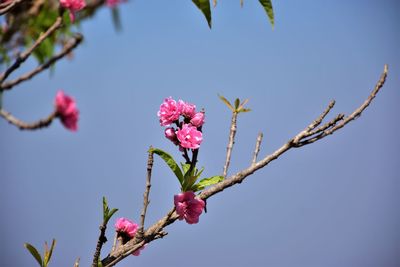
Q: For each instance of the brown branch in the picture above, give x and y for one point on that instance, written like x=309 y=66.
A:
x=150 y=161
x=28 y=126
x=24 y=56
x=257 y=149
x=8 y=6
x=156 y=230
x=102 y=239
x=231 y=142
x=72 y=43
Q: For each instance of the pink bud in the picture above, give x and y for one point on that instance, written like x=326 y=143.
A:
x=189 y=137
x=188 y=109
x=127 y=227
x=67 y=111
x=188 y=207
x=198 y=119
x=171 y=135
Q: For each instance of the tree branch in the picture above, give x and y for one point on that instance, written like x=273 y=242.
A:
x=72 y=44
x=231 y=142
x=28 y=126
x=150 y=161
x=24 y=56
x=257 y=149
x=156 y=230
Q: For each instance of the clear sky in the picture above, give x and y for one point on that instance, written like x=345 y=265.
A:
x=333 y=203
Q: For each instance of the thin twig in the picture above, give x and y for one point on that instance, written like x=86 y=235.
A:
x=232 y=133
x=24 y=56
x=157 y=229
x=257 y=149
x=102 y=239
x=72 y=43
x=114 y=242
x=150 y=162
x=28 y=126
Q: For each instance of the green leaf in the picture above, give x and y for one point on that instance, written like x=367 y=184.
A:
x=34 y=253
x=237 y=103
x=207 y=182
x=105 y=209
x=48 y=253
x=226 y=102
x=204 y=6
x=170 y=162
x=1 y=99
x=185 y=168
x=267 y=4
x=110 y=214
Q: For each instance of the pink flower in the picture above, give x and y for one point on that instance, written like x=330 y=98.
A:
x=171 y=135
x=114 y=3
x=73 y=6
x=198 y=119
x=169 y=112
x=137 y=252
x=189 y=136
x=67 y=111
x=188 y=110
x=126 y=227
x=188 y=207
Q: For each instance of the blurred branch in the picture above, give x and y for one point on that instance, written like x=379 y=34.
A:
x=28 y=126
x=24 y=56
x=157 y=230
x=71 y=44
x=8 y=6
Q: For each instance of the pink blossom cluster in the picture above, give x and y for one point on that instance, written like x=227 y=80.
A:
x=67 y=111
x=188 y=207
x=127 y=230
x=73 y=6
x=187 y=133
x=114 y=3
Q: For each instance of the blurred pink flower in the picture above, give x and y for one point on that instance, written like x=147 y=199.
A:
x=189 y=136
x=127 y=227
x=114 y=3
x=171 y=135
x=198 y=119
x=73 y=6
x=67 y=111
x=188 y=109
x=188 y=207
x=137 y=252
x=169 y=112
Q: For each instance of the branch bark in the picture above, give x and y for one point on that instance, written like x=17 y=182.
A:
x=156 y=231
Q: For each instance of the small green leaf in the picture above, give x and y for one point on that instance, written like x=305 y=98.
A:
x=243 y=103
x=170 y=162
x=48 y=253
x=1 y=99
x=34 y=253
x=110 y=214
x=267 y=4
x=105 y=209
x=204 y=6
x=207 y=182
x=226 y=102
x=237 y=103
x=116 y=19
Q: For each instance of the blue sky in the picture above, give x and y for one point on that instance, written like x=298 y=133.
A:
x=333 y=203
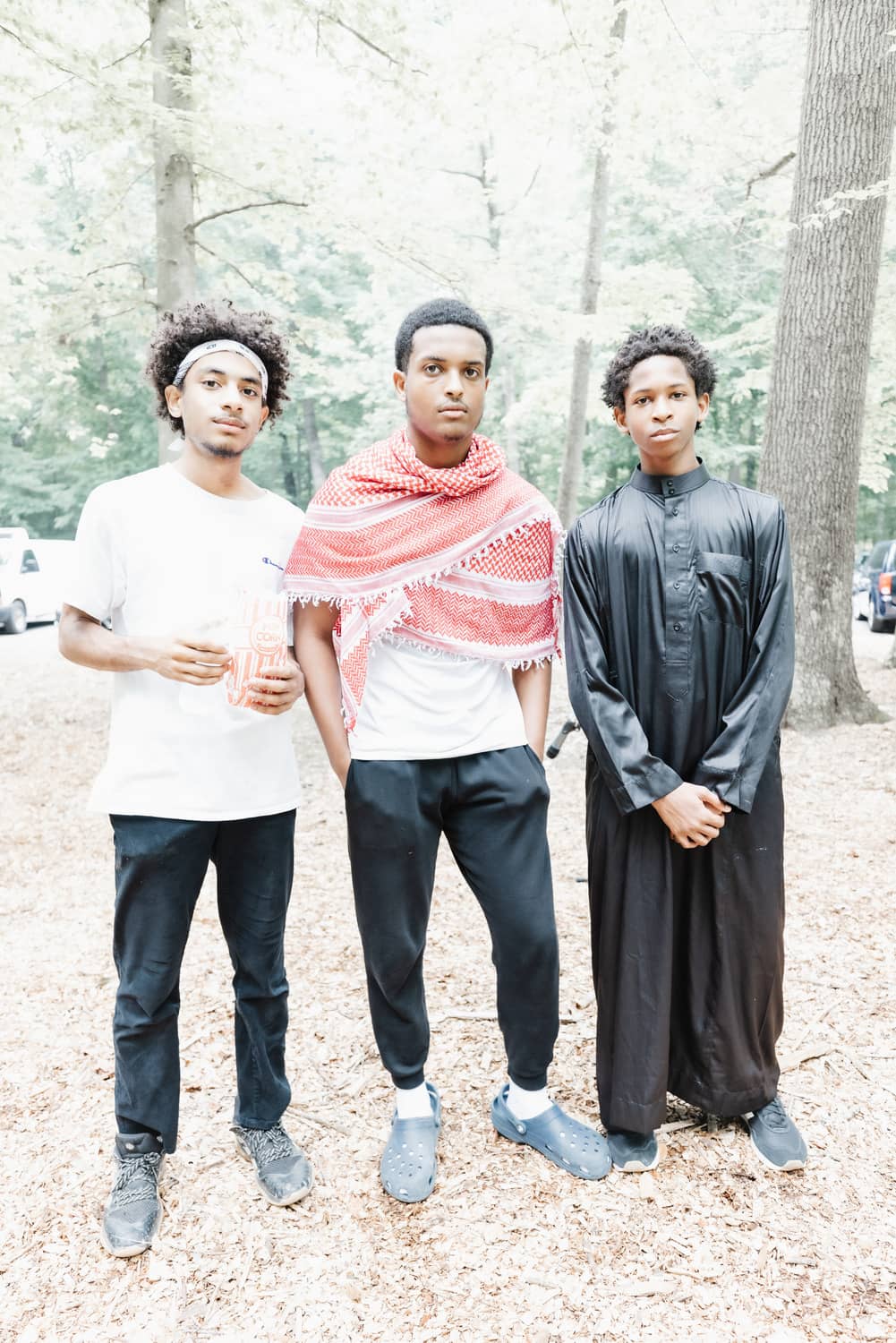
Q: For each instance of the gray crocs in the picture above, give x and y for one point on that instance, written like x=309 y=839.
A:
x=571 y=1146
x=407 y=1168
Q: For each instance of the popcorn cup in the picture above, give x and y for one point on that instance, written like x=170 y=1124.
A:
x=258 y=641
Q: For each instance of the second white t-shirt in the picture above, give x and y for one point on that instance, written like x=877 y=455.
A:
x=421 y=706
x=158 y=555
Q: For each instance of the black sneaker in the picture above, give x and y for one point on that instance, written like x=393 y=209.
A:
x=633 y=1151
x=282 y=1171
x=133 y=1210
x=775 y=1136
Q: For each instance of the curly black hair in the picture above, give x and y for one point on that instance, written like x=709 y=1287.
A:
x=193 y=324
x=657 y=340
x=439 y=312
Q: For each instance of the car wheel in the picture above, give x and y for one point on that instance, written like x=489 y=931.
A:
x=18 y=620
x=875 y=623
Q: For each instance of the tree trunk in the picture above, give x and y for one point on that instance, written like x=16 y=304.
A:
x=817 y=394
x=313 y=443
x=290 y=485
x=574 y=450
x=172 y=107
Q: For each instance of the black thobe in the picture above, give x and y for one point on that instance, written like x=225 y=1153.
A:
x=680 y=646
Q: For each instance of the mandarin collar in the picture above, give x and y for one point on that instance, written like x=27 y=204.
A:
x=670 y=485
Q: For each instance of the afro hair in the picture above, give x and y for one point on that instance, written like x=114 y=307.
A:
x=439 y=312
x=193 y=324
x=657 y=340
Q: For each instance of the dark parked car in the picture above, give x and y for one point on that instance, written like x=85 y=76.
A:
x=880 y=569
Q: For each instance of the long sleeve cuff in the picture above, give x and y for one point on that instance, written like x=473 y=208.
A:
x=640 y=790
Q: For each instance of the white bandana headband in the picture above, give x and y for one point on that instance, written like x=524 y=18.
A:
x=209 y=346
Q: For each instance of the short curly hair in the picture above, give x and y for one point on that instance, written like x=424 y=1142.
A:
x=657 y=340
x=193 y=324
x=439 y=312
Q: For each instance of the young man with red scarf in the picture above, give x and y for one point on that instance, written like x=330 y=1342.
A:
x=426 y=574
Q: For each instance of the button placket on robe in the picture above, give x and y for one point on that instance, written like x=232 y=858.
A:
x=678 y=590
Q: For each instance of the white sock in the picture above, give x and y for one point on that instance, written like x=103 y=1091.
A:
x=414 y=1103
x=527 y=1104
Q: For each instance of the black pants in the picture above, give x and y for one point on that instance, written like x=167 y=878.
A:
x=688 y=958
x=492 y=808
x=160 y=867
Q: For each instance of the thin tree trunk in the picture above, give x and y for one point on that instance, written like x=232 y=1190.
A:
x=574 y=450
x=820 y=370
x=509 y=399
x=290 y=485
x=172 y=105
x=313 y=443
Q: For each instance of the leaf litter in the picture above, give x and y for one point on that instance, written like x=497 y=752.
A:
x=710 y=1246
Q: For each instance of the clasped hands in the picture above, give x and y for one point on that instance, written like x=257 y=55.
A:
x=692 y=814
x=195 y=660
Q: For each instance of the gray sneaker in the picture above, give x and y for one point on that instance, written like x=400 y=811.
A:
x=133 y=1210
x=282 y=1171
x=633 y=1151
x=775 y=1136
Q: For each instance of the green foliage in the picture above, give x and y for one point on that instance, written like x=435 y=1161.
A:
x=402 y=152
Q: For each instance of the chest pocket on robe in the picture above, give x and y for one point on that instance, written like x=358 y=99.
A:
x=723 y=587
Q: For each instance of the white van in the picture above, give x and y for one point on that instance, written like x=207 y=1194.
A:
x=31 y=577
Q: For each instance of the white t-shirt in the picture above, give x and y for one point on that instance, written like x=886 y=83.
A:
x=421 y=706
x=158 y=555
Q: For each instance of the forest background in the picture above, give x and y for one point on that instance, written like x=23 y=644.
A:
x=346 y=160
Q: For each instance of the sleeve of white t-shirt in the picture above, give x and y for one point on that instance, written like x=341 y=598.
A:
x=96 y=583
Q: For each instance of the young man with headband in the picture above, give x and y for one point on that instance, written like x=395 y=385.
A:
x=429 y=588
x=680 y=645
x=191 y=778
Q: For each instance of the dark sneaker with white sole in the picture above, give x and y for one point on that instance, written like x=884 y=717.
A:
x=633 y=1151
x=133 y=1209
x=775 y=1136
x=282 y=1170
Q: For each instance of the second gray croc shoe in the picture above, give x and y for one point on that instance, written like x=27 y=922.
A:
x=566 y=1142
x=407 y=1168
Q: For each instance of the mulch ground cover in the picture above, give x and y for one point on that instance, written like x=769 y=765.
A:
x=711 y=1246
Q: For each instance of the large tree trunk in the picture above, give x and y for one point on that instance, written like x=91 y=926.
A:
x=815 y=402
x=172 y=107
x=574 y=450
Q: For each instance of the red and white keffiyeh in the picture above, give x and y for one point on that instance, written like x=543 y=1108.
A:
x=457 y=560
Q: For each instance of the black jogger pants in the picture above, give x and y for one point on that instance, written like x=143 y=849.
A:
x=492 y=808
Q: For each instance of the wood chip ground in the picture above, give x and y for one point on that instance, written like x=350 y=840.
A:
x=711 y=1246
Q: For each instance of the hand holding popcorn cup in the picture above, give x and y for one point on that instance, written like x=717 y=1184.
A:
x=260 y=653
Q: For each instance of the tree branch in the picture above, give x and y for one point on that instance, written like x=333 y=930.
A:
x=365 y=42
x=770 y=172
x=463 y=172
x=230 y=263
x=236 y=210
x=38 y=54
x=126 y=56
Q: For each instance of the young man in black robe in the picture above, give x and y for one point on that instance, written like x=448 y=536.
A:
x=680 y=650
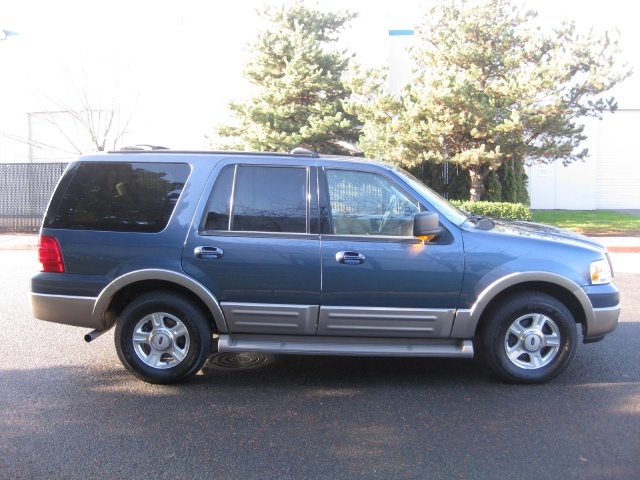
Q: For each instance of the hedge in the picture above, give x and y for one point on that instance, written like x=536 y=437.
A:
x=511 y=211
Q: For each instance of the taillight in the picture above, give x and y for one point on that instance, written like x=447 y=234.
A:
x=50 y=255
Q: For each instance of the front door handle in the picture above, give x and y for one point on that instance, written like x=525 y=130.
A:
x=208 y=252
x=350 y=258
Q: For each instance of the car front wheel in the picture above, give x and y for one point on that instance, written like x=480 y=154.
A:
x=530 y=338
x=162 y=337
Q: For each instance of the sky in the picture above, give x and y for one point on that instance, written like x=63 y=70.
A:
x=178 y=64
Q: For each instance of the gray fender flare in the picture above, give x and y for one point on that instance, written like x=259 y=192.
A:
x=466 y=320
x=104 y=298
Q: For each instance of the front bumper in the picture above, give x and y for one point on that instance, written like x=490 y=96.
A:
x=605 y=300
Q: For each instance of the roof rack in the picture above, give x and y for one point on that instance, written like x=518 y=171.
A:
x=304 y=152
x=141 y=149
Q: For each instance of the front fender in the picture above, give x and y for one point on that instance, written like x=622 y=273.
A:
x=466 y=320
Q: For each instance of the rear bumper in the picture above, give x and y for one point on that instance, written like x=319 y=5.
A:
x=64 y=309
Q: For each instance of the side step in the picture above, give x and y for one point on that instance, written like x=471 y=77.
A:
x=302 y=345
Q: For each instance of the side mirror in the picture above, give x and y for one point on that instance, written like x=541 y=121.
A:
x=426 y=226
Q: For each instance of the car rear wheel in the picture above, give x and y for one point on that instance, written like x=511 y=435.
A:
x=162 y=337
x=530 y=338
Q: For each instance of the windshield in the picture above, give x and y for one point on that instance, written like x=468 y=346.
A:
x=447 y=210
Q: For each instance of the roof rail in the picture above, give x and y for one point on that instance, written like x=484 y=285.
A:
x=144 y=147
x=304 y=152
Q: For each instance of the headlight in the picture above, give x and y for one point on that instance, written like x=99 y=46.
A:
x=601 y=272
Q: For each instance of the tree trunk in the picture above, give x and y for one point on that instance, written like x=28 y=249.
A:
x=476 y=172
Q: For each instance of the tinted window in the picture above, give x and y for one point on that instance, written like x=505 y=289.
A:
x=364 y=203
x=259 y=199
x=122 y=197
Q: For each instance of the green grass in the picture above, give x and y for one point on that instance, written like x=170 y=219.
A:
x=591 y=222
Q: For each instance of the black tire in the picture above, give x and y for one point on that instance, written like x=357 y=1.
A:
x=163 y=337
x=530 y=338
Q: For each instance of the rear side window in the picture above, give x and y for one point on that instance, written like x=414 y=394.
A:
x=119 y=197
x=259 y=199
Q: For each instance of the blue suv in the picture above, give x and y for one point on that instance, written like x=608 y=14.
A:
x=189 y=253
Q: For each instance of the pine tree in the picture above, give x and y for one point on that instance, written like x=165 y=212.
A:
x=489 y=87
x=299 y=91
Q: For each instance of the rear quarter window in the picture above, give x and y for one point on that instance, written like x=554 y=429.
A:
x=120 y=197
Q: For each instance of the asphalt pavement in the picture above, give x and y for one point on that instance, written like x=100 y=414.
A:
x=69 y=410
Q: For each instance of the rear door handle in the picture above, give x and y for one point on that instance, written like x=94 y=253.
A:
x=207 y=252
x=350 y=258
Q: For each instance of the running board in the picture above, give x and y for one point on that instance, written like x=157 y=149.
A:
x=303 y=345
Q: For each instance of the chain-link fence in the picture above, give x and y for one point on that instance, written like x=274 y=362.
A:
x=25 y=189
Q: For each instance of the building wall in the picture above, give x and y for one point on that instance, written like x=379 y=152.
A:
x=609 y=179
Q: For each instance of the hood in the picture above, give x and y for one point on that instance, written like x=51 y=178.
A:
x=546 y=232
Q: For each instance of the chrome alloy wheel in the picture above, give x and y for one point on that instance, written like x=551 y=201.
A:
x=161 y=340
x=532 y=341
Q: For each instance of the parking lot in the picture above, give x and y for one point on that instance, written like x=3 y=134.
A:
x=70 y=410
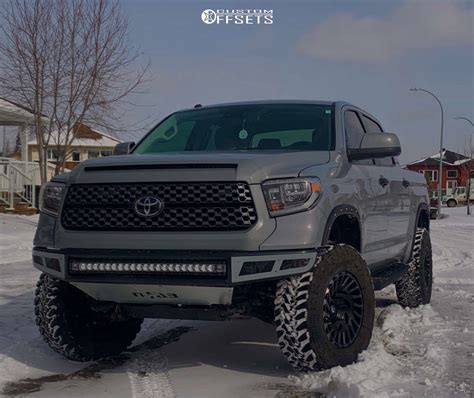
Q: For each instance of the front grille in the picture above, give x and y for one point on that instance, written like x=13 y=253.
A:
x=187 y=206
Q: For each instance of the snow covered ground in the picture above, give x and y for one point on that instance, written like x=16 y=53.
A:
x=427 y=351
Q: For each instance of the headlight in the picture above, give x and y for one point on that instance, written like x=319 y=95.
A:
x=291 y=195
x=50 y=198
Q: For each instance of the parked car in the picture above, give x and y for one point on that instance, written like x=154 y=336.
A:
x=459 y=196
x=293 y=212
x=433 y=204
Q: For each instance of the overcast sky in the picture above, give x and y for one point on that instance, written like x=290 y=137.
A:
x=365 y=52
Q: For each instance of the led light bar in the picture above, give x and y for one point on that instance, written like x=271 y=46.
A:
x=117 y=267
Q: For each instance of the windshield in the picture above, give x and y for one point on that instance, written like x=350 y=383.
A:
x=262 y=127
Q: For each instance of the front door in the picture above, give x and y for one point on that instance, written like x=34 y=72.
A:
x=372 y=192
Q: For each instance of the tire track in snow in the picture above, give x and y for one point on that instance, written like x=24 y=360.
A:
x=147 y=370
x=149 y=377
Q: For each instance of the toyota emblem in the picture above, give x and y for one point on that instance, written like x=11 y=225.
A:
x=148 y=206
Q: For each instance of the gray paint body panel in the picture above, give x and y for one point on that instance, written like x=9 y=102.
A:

What is asked: Format the records starting with the line that contains "Q: For each instance of the young man with red" and going on through the line that contains "x=678 y=590" as a Markdown table with the columns No. and Line, one row per line and blank lines omitted.

Task output:
| No. | Line |
|---|---|
| 1 | Q: For each instance of the young man with red scarf in the picture above, give x and y for one point on that instance, written like x=330 y=1342. |
| 2 | A: |
| 3 | x=426 y=574 |
| 4 | Q: For each instance of the button placket on robe in the picture above, give x and y for one point on that instance, written like x=232 y=858. |
| 5 | A: |
| 6 | x=678 y=590 |